_PROBLEM TO WORK ON_. Print every line below exactly as written, but leave the pictures behind.

(Image-grounded pointing data)
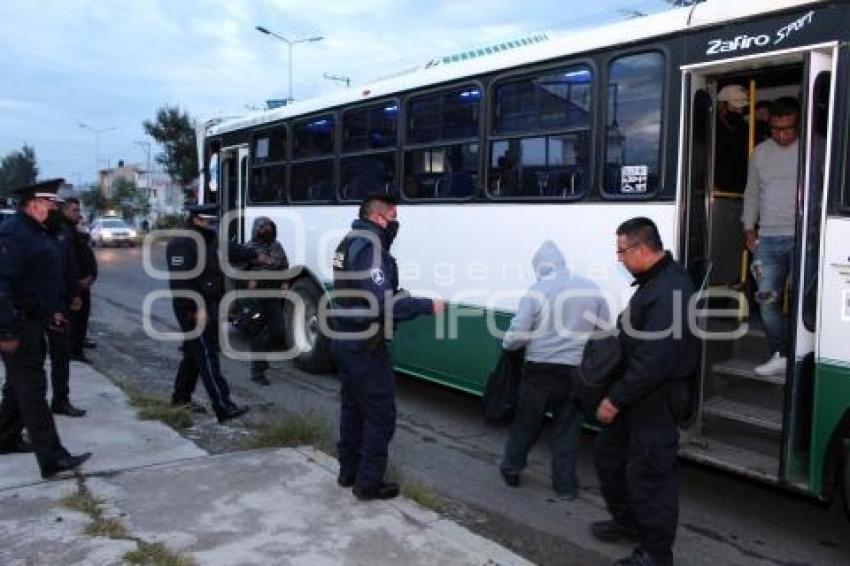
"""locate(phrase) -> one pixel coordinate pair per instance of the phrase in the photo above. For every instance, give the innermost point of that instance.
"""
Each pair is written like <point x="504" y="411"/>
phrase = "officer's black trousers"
<point x="367" y="411"/>
<point x="272" y="335"/>
<point x="200" y="358"/>
<point x="60" y="364"/>
<point x="79" y="324"/>
<point x="546" y="387"/>
<point x="24" y="403"/>
<point x="636" y="463"/>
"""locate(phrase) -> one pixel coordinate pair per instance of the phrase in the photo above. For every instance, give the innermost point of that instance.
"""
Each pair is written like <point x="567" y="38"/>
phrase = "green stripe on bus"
<point x="831" y="399"/>
<point x="456" y="349"/>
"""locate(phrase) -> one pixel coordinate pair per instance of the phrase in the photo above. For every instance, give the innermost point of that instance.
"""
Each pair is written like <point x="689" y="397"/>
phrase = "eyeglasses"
<point x="621" y="251"/>
<point x="784" y="129"/>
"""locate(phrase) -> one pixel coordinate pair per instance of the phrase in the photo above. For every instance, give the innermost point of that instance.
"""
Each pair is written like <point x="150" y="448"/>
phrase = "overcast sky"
<point x="111" y="63"/>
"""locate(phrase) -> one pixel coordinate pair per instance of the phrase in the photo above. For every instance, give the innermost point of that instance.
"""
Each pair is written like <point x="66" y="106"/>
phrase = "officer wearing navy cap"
<point x="200" y="355"/>
<point x="366" y="272"/>
<point x="31" y="292"/>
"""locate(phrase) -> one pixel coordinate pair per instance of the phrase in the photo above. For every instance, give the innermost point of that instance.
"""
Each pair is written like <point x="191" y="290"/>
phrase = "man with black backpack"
<point x="554" y="319"/>
<point x="637" y="446"/>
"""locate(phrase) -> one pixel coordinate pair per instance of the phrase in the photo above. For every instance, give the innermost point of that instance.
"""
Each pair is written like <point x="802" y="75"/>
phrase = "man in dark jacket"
<point x="200" y="353"/>
<point x="58" y="344"/>
<point x="637" y="446"/>
<point x="86" y="275"/>
<point x="264" y="241"/>
<point x="367" y="275"/>
<point x="30" y="303"/>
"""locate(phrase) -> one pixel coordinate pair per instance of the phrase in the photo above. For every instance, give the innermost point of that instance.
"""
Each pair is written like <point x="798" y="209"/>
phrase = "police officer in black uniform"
<point x="30" y="304"/>
<point x="200" y="355"/>
<point x="86" y="275"/>
<point x="363" y="266"/>
<point x="637" y="446"/>
<point x="58" y="342"/>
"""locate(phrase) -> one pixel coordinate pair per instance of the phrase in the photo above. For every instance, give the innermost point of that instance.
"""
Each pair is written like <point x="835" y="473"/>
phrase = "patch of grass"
<point x="105" y="527"/>
<point x="145" y="553"/>
<point x="423" y="495"/>
<point x="155" y="408"/>
<point x="83" y="502"/>
<point x="292" y="430"/>
<point x="156" y="554"/>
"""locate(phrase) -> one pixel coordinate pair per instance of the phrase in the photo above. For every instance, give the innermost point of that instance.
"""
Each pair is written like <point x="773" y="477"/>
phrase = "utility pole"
<point x="96" y="132"/>
<point x="146" y="145"/>
<point x="289" y="44"/>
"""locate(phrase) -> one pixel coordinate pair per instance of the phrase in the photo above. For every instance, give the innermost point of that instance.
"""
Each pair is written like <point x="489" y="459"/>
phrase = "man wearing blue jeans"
<point x="553" y="321"/>
<point x="770" y="202"/>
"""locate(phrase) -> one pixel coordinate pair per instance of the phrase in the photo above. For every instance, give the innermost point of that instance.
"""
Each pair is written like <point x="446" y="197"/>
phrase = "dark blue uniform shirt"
<point x="31" y="282"/>
<point x="378" y="278"/>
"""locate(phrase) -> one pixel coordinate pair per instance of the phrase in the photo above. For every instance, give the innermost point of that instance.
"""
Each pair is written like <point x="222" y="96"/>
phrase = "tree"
<point x="18" y="169"/>
<point x="174" y="130"/>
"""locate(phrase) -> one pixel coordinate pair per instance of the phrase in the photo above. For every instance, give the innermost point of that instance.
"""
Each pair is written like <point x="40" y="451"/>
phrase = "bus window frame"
<point x="365" y="106"/>
<point x="588" y="61"/>
<point x="209" y="143"/>
<point x="253" y="165"/>
<point x="341" y="154"/>
<point x="838" y="201"/>
<point x="333" y="156"/>
<point x="661" y="192"/>
<point x="404" y="146"/>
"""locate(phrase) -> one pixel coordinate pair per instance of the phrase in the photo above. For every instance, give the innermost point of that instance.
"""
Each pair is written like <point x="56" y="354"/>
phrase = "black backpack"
<point x="600" y="366"/>
<point x="502" y="390"/>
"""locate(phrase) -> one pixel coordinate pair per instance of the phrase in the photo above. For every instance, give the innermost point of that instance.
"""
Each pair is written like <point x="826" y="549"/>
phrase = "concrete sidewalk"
<point x="278" y="506"/>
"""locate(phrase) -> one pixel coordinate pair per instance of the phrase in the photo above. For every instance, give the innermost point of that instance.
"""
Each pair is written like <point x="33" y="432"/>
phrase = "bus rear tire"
<point x="304" y="333"/>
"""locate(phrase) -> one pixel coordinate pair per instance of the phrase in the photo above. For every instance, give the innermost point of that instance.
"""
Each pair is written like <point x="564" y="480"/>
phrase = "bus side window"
<point x="444" y="170"/>
<point x="633" y="125"/>
<point x="547" y="116"/>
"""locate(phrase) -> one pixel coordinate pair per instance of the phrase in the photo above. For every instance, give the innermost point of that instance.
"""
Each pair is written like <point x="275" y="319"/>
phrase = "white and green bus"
<point x="492" y="151"/>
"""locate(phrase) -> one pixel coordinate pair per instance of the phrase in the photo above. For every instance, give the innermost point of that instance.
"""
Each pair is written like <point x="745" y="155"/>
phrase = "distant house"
<point x="164" y="195"/>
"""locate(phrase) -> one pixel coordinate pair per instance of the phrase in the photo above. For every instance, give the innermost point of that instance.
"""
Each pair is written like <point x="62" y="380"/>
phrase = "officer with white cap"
<point x="31" y="291"/>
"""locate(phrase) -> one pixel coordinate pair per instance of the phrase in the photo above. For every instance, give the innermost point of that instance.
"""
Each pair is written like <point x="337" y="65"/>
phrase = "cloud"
<point x="112" y="64"/>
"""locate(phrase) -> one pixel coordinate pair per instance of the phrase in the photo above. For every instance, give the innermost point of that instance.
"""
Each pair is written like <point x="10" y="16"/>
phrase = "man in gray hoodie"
<point x="554" y="319"/>
<point x="264" y="241"/>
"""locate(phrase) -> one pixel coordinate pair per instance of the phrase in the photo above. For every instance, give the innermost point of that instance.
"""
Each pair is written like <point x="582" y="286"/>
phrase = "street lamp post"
<point x="289" y="44"/>
<point x="146" y="145"/>
<point x="96" y="132"/>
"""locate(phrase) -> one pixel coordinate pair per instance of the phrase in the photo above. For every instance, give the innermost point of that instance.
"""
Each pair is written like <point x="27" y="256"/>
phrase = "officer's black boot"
<point x="66" y="408"/>
<point x="384" y="491"/>
<point x="231" y="412"/>
<point x="63" y="464"/>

_SOLUTION TO THIS TASK_.
"""locate(phrase) -> one pixel coordinate pair per instance of the phrase in the photo above. For every instance, give the innermost point of that instance.
"""
Each pair is written like <point x="504" y="411"/>
phrase = "officer's black trousers"
<point x="367" y="411"/>
<point x="272" y="335"/>
<point x="200" y="358"/>
<point x="60" y="364"/>
<point x="79" y="324"/>
<point x="546" y="387"/>
<point x="24" y="403"/>
<point x="636" y="463"/>
"""locate(phrase) -> one pixel coordinate pair per instance of the phrase in the photo above. For every instance, give the innermost point of that instance.
"""
Each pair is written like <point x="567" y="38"/>
phrase = "green stripe on bus"
<point x="831" y="399"/>
<point x="456" y="349"/>
"""locate(phrase) -> one pixel coordinate pair per instance of the phrase in the photo above. For every instance, give the innermost point of that instance.
"""
Each pair is written like <point x="689" y="397"/>
phrase = "eyeglasses"
<point x="621" y="251"/>
<point x="784" y="129"/>
"""locate(phrase) -> one pixel coordinate pair per instance of the phrase in the photo above. For every instance, give the innermost point of that instance.
"""
Each pair is written like <point x="150" y="448"/>
phrase = "overcast sky"
<point x="111" y="63"/>
"""locate(phrase) -> one pixel coordinate pair per instance of the phrase in the photo above. For every instance, give the innermost point of that instance.
"""
Each pair is written like <point x="66" y="106"/>
phrase = "officer wearing navy cap"
<point x="200" y="355"/>
<point x="366" y="272"/>
<point x="31" y="292"/>
"""locate(phrase) -> one pixel coordinate pair per instance of the phrase in the photo above. For every instance, give the innermost point of that instance.
"""
Each pair is written like <point x="191" y="290"/>
phrase = "man with black backpack"
<point x="554" y="319"/>
<point x="637" y="446"/>
"""locate(phrase) -> one pixel coordinate pair per instance of the phrase in the photo above. For every instance, give the innermost point of that instance.
"""
Each pair is written like <point x="802" y="75"/>
phrase = "man in dark jacket"
<point x="200" y="353"/>
<point x="58" y="344"/>
<point x="637" y="446"/>
<point x="86" y="275"/>
<point x="264" y="241"/>
<point x="367" y="275"/>
<point x="30" y="303"/>
"""locate(phrase) -> one pixel coordinate pair per instance of the phrase in the photo above. For every instance, give the innermost point of that instance.
"""
Each pair is written like <point x="798" y="209"/>
phrase = "police officer in black uniform"
<point x="30" y="304"/>
<point x="200" y="355"/>
<point x="86" y="275"/>
<point x="363" y="266"/>
<point x="637" y="446"/>
<point x="58" y="342"/>
"""locate(phrase) -> one pixel coordinate pair per instance of the phrase in the photo above. For every instance, give the innermost point of that instance.
"""
Each pair is written like <point x="835" y="473"/>
phrase = "patch of grass"
<point x="105" y="527"/>
<point x="145" y="553"/>
<point x="423" y="495"/>
<point x="155" y="408"/>
<point x="83" y="502"/>
<point x="292" y="430"/>
<point x="156" y="554"/>
"""locate(phrase) -> one pixel coordinate pair per instance of the phrase in the photo above. For every instance, give the innermost point of that instance.
"""
Each pair is written like <point x="773" y="477"/>
phrase = "utility pole"
<point x="96" y="132"/>
<point x="146" y="145"/>
<point x="289" y="44"/>
"""locate(phrase) -> one pixel coordinate pair per instance of the phrase in the photo above. For every instance, give the innermost point of that instance.
"""
Each pair is written like <point x="489" y="459"/>
phrase = "man wearing blue jeans"
<point x="553" y="321"/>
<point x="770" y="202"/>
"""locate(phrase) -> one pixel coordinate pair per instance of the phrase in the photo above. For every instance, give the innermost point of that instance.
"""
Each pair is written like <point x="446" y="197"/>
phrase = "dark blue uniform shirt"
<point x="31" y="282"/>
<point x="378" y="278"/>
"""locate(phrase) -> one pixel coordinate pair per instance of the phrase in the photo above. For every instance, give the innermost point of that instance.
"""
Each pair is written like <point x="222" y="96"/>
phrase = "tree"
<point x="18" y="169"/>
<point x="174" y="130"/>
"""locate(phrase) -> one pixel coordinate pair per instance of the phrase in the photo above. For every instance, give the innermost point of that instance.
"""
Each pair is written like <point x="40" y="451"/>
phrase = "bus window frame"
<point x="365" y="106"/>
<point x="588" y="61"/>
<point x="209" y="143"/>
<point x="253" y="165"/>
<point x="341" y="154"/>
<point x="838" y="201"/>
<point x="333" y="156"/>
<point x="661" y="192"/>
<point x="404" y="146"/>
"""locate(phrase) -> one pixel coordinate pair per instance of the phrase in the photo above. For every instance, give the innermost point of that instance.
"""
Each pair is written like <point x="56" y="354"/>
phrase = "black backpack"
<point x="600" y="366"/>
<point x="502" y="390"/>
"""locate(phrase) -> one pixel coordinate pair per instance of the phrase in the photo above. For every instance, give the innermost point of that instance.
"""
Each pair is written like <point x="826" y="549"/>
phrase = "concrete sidewalk"
<point x="278" y="506"/>
"""locate(phrase) -> one pixel coordinate pair per instance of the phrase in the photo above. For every instance, give the innermost point of that instance.
"""
Each pair is written like <point x="33" y="432"/>
phrase = "bus rear tire"
<point x="304" y="333"/>
"""locate(phrase) -> one pixel coordinate pair per instance of the phrase in the photo above. For every instance, give the innermost point of that instance.
"""
Each pair is written like <point x="564" y="480"/>
phrase = "bus side window"
<point x="444" y="170"/>
<point x="633" y="125"/>
<point x="547" y="116"/>
"""locate(phrase) -> one pixel coordinate pair per instance of the phrase in the photo above. For every instance, give the innermost point of that instance.
"""
Each pair is written like <point x="275" y="319"/>
phrase = "white and green bus"
<point x="492" y="151"/>
"""locate(phrase) -> one pixel coordinate pair per instance of the phrase in the photo above. For every instance, give the innermost point of that instance.
"""
Each pair is written like <point x="745" y="155"/>
phrase = "distant house"
<point x="164" y="195"/>
"""locate(phrase) -> one pixel coordinate pair per instance of the phrase in the photo above. For every instance, give the innermost point of that instance.
"""
Each pair is written like <point x="62" y="380"/>
phrase = "officer with white cap"
<point x="31" y="291"/>
"""locate(phrase) -> one pixel coordinate pair per instance of the phrase in the photo above. For every instance, give the innermost point of that instance.
"""
Each pair is written like <point x="337" y="65"/>
phrase = "cloud"
<point x="112" y="64"/>
"""locate(phrase) -> one pixel coordinate pair per instance of the phrase in the photo above. For every instance, give the innermost point of that instance.
"""
Each pair is written like <point x="10" y="16"/>
phrase = "man in gray hoodie"
<point x="554" y="319"/>
<point x="264" y="241"/>
"""locate(phrase) -> one pixel coordinate pair per instance of the phrase in the photo above. For every instance, give the innermost point of that instance.
"""
Each pair is written like <point x="582" y="286"/>
phrase = "street lamp post"
<point x="289" y="44"/>
<point x="146" y="145"/>
<point x="96" y="132"/>
"""locate(phrase) -> one pixel coordinate pair per instance of the phrase in the photo above. For every instance, give the innermost point of that instance.
"""
Each pair is written like <point x="27" y="256"/>
phrase = "officer's black boot"
<point x="66" y="408"/>
<point x="384" y="491"/>
<point x="231" y="412"/>
<point x="63" y="464"/>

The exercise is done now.